### EXTRACTED DATA

☆ ☆ ☆ ☆ ☆ ☆ ☆

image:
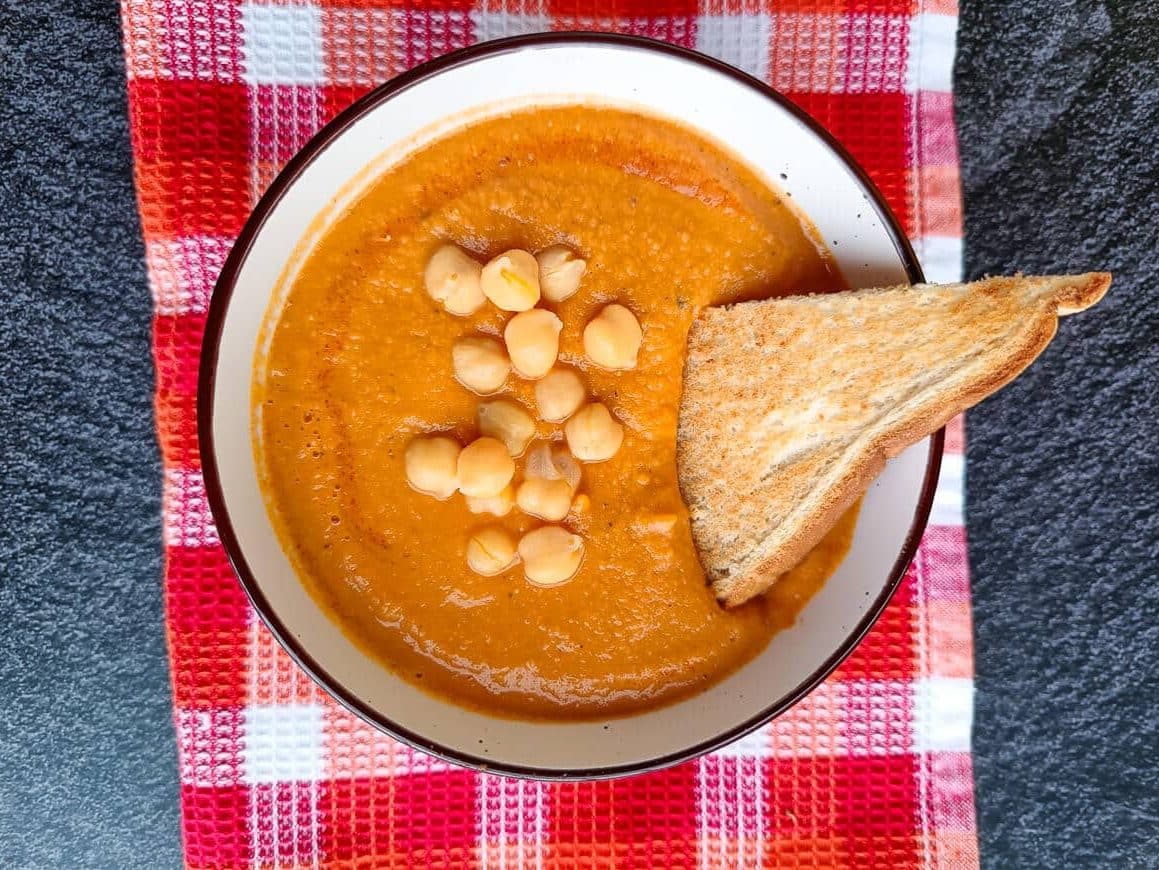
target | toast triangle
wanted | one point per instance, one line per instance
(792, 406)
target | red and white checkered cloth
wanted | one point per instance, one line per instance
(873, 769)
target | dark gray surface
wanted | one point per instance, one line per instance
(87, 759)
(1058, 115)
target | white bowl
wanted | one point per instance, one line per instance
(765, 131)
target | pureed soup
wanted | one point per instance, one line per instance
(359, 367)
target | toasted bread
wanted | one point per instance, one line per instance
(792, 406)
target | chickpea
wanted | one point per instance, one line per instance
(533, 342)
(511, 280)
(559, 394)
(507, 422)
(553, 463)
(490, 552)
(542, 498)
(454, 279)
(560, 271)
(431, 466)
(498, 505)
(593, 435)
(480, 364)
(551, 555)
(485, 468)
(612, 338)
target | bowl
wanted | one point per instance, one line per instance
(757, 124)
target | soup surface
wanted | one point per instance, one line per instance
(359, 364)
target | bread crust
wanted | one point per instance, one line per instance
(1041, 301)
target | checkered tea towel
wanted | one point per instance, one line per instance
(873, 769)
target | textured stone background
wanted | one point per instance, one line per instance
(1058, 108)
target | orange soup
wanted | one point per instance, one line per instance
(359, 365)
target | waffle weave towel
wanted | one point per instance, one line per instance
(873, 769)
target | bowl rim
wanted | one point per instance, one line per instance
(206, 380)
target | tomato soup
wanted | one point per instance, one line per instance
(359, 364)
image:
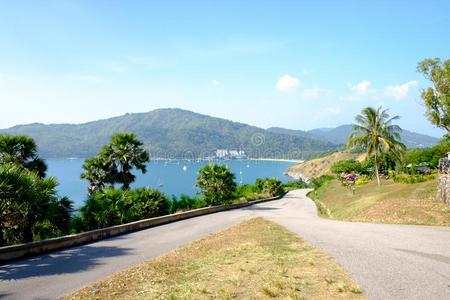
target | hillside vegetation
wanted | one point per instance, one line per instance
(170, 133)
(322, 166)
(339, 136)
(389, 203)
(256, 259)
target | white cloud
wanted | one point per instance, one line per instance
(326, 113)
(362, 88)
(288, 83)
(312, 92)
(146, 61)
(85, 78)
(400, 91)
(359, 91)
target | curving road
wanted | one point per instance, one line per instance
(387, 261)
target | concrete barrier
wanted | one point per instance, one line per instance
(8, 253)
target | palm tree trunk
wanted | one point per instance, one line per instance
(377, 173)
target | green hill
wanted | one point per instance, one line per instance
(170, 133)
(339, 136)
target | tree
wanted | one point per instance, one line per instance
(21, 150)
(29, 206)
(115, 162)
(217, 184)
(437, 97)
(100, 171)
(128, 153)
(374, 130)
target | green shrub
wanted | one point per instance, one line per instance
(185, 203)
(111, 206)
(271, 186)
(217, 184)
(320, 181)
(295, 184)
(146, 203)
(411, 179)
(346, 166)
(29, 206)
(246, 191)
(429, 155)
(362, 180)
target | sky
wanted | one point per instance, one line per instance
(293, 64)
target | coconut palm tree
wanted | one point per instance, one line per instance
(29, 206)
(374, 130)
(128, 153)
(217, 183)
(21, 150)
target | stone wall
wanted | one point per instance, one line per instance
(444, 180)
(8, 253)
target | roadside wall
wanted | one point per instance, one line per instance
(444, 181)
(8, 253)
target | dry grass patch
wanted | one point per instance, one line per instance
(256, 259)
(322, 166)
(391, 203)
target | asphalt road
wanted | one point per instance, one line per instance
(387, 261)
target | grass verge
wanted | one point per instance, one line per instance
(255, 259)
(396, 203)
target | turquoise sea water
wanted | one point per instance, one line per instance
(174, 177)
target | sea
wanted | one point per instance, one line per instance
(172, 177)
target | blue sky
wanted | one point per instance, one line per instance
(294, 64)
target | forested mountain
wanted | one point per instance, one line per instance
(170, 133)
(340, 134)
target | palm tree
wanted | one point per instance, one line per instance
(217, 183)
(100, 171)
(29, 206)
(374, 130)
(21, 150)
(128, 152)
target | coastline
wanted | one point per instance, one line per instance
(298, 161)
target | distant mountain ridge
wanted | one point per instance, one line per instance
(170, 133)
(339, 136)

☆ ☆ ☆ ☆ ☆ ☆ ☆

Please print all the lines above exactly as given and leave out every picture.

image:
target | toast triangle
wanted | one point per instance, one line per instance
(792, 406)
target | red and white checkered cloth
wanted | one point per instance, one line per instance
(873, 769)
target | dark gray surface
wanted | one point per instance, one line per instance
(87, 759)
(1058, 115)
target | white bowl
wanted | one point per instance, one line per instance
(765, 131)
target | pureed soup
wanted | one point per instance, one line per instance
(359, 367)
target | toasted bread
wanted | one point per instance, one line per instance
(792, 406)
target | chickpea
wanted | one point per instance, one line per instance
(533, 342)
(511, 280)
(559, 394)
(507, 422)
(553, 463)
(490, 552)
(542, 498)
(454, 279)
(560, 271)
(431, 466)
(498, 505)
(593, 435)
(480, 364)
(551, 555)
(485, 468)
(612, 338)
target | bowl
wanted | one point per instance, one line per instance
(757, 124)
target | soup surface
wanted | one point per instance, one line per instance
(359, 364)
target | bread crust
wanted | one point per instance, one line per instance
(1041, 301)
target | checkered tea towel
wanted | one point per instance, one line per instance
(873, 769)
target | textured stone background
wanted | one point per instance, one line per instance
(1058, 108)
target | orange soup
wanted | one point per instance, one line per instance
(359, 365)
target | waffle weave towel
wanted | one point per instance, one line per instance
(873, 769)
target | bowl rim
wanted | one point per instance, one line per instance
(206, 380)
target | tomato soup
wanted | one point per instance, one line per instance
(359, 364)
image:
target | hillside vegetation
wanted | one point per instance, one line per instance
(170, 133)
(322, 166)
(339, 136)
(389, 203)
(256, 259)
target | white cloud
wanted | one point per instance, one line per instance
(326, 113)
(362, 88)
(288, 83)
(312, 92)
(146, 61)
(85, 78)
(400, 91)
(359, 91)
target | curving road
wanted | one point per instance, one line per instance
(387, 261)
target | concrete barrier
wanted | one point per instance, one line per instance
(8, 253)
target | palm tree trunk
wanted | one point per instance, one line per instance
(377, 173)
target | green hill
wanted | one point per instance, one line per instance
(170, 133)
(339, 136)
target | tree
wanted | one point per instance, one line per instance
(21, 150)
(29, 206)
(115, 162)
(217, 184)
(437, 97)
(100, 171)
(128, 153)
(374, 130)
target | green shrub
wanted | one point per instance, one line per instance
(185, 203)
(111, 206)
(271, 186)
(217, 184)
(320, 181)
(295, 184)
(146, 203)
(411, 179)
(346, 166)
(29, 206)
(246, 191)
(429, 155)
(362, 180)
target | sky
wanted | one point per instance, one line per instance
(293, 64)
target | coconut palm tree
wanted | one point per instance, one line per instance
(29, 206)
(374, 130)
(128, 153)
(217, 183)
(21, 150)
target | stone wall
wanted | one point per instance, one line per instance
(444, 180)
(8, 253)
target | roadside wall
wanted | one point per instance, one line per instance
(444, 181)
(8, 253)
target | dry grass patch
wanted | one point per instance, one line per instance
(256, 259)
(322, 166)
(391, 203)
target | asphalt road
wanted | one point per instance, one line per instance
(387, 261)
target | grass verge
wanted | one point per instance, one line per instance
(255, 259)
(396, 203)
target | turquoise sea water
wanted | one point per instance, one line per instance
(174, 177)
target | sea
wanted | one point per instance, one line per instance
(172, 177)
target | blue sky
wanted | one point per instance, one line per instance
(294, 64)
target | forested mountain
wanted | one point per instance, one line per instance
(170, 133)
(340, 134)
target | palm tree
wanted | one point per instance, one line per instance
(217, 183)
(100, 171)
(29, 206)
(374, 130)
(21, 150)
(128, 152)
target | coastline
wanted | one point per instance, one line per instance
(298, 161)
target | distant mountain ridge
wanted | one point per instance, one line per instance
(170, 133)
(339, 136)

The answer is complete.